And yet somehow these principles don’t apply in the field of climate science.
Instead, all the inside cliques of the climate science community have decided to agree that the new way to prove causation is to show a really, really good correlation with the preferred hypothesis, in which case subjecting the proposition at issue to a test of invalidation against a null hypothesis can be dispensed with.
The climate science community calls its system for establishing causation “detection and attribution” studies.
The basic idea is to come up with a model (i.e., a hypothesis) that predicts global warming based on increased greenhouse gases, and then collect data that show a very close match between what the model predicted and the data.
Correlation with the model’s predictions is the claimed proof of causation. There are hundreds of such studies in the climate literature.
My January 2, 2021, post linked to a classic of the genre, a 2018 IPCC-sponsored article written by a collection of some 36 co-authors who constitute a virtual “who’s who” of the insiders of the climate science cult (e.g., Michael Mann, Phil Jones, Tom Wigley, Ben Santer, etc., etc., etc.).
The title is “Detection of Climate Change and Attribution of Causes.” Key quote:
There is a wide range of evidence of qualitative consistencies between observed climate changes and model responses to anthropogenic forcing, including global warming, increasing land-ocean temperature contrast, diminishing Arctic sea-ice extent, glacial retreat, and increases in precipitation in Northern Hemisphere high latitudes.
Just get yourself enough “qualitative consistencies” with your hypothesis and proof of causation will be yours!
The authors of the two new papers beg to differ.
First, we have a paper by John Dagsvik and Sigmund Moen of Statistics Norway, dated September 2023, titled “To what extent are temperature levels changing due to greenhouse gas emissions?”
This paper is particularly significant because it has been issued by a governmental agency — the government statistical agencies being otherwise all in lockstep in support of the human-caused global warming narrative.

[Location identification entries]

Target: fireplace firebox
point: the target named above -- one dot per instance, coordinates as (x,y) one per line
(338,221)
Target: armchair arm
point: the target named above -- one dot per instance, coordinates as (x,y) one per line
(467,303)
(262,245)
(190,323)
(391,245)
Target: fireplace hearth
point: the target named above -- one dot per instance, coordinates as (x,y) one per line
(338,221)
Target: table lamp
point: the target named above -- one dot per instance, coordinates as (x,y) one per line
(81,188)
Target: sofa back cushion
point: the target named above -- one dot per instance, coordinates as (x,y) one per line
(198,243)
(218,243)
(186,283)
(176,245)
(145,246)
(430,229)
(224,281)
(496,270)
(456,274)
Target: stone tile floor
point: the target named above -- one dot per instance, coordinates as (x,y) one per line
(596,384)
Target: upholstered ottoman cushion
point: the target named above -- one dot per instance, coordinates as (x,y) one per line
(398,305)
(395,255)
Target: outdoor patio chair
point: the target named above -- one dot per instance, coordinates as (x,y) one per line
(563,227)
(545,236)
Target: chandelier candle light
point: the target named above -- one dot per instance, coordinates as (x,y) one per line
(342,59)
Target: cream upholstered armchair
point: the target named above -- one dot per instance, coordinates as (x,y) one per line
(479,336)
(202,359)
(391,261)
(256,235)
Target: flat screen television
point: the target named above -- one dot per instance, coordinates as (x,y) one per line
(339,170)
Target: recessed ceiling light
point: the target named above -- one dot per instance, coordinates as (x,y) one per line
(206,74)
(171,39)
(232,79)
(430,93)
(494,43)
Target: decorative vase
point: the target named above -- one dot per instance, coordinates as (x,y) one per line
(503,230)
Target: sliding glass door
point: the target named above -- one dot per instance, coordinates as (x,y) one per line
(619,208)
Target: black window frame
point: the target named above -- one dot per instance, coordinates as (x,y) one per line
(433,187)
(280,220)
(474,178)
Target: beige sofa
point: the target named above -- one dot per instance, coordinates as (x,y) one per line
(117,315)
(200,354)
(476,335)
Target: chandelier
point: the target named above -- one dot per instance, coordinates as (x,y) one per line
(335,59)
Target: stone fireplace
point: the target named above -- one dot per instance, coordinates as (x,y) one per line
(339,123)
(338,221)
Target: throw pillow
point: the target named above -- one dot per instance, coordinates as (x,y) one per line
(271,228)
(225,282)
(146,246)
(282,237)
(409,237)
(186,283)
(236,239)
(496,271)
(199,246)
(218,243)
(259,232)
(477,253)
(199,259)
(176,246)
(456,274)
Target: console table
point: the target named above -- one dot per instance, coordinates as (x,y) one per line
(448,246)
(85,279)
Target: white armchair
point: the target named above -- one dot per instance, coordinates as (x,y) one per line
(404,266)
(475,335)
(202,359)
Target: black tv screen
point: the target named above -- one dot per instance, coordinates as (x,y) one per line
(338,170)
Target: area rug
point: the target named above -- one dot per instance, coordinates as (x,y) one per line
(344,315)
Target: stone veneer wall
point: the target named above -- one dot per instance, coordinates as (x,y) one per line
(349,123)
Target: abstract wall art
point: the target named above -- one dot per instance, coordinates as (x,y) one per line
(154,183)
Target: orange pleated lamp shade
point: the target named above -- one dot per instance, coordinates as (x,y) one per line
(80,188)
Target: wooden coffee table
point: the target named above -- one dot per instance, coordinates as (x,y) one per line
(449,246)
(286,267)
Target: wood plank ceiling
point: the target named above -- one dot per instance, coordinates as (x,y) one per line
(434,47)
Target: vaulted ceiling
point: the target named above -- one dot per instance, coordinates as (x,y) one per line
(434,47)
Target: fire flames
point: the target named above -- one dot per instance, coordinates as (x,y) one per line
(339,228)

- **What you are asked to do**
Print the part of the climate causation text starting with "First, we have" and going on through "global warming narrative.", word for word.

- **The output**
First, we have a paper by John Dagsvik and Sigmund Moen of Statistics Norway, dated September 2023, titled “To what extent are temperature levels changing due to greenhouse gas emissions?”
This paper is particularly significant because it has been issued by a governmental agency — the government statistical agencies being otherwise all in lockstep in support of the human-caused global warming narrative.